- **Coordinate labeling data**
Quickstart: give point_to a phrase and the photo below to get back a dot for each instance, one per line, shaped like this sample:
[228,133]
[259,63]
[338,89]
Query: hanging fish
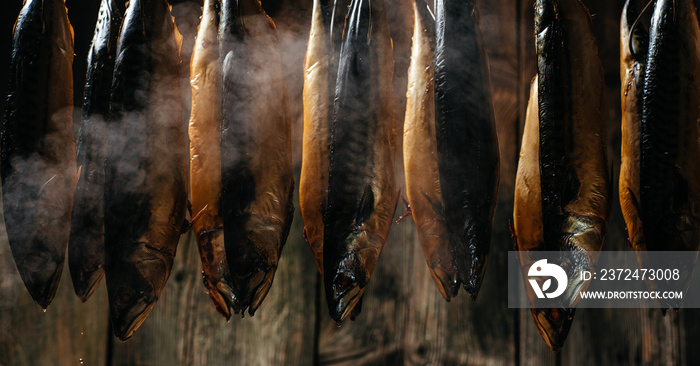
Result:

- **Exercise directions**
Pull out every line above that contains the string "sample", copying each one unchanged.

- **Correct result**
Quickstart: give point_to a phrase and the photo below to get back a dot for each instance, one per line, shaped like this sample:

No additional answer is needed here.